--- START OF Provided entries ---

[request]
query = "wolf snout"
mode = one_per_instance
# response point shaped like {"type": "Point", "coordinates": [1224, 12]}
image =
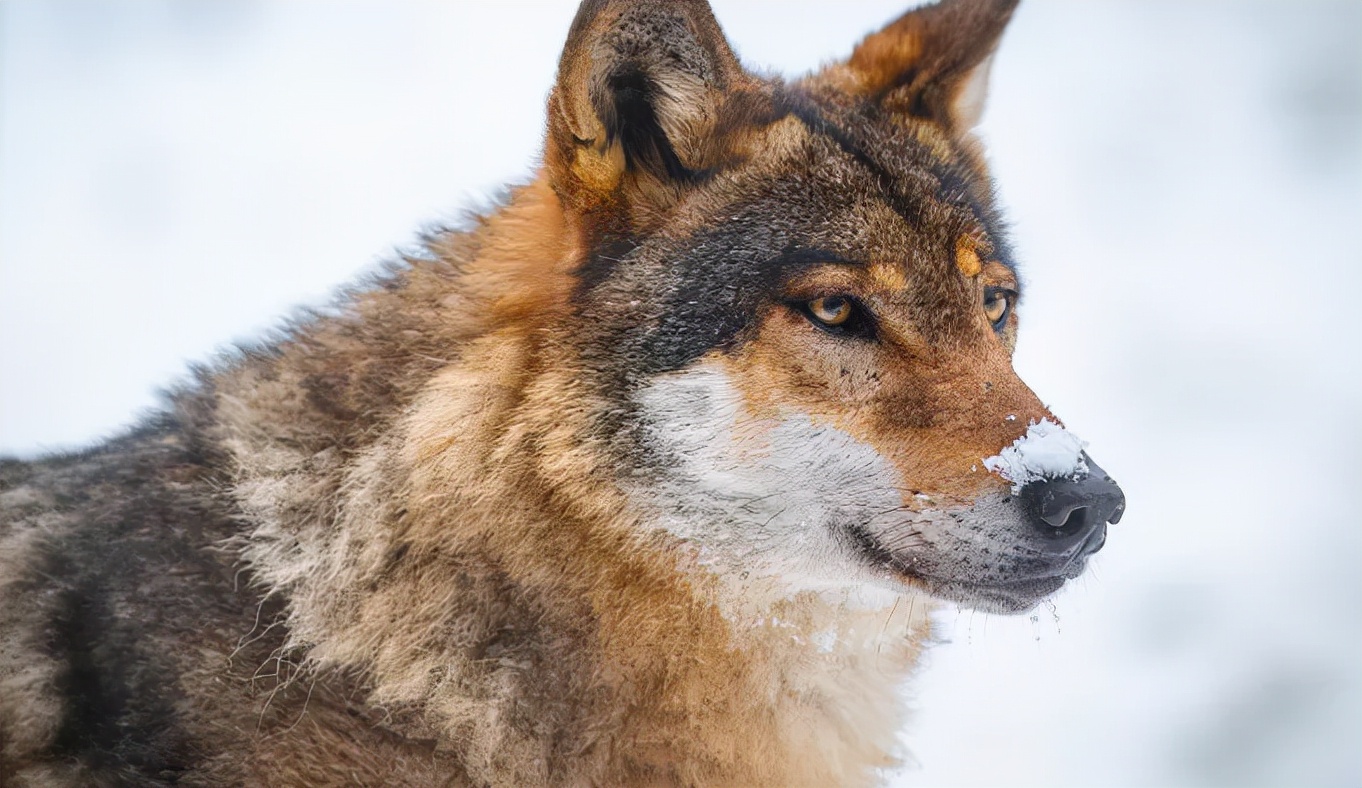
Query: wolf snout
{"type": "Point", "coordinates": [1075, 511]}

--- END OF Provided entries ---

= What to do =
Transcribe the lines of the listing above exactly, leaving out the picture.

= Written response =
[request]
query = "wolf snout"
mode = one_per_instance
# response point shaped like {"type": "Point", "coordinates": [1224, 12]}
image =
Query: wolf snout
{"type": "Point", "coordinates": [1075, 511]}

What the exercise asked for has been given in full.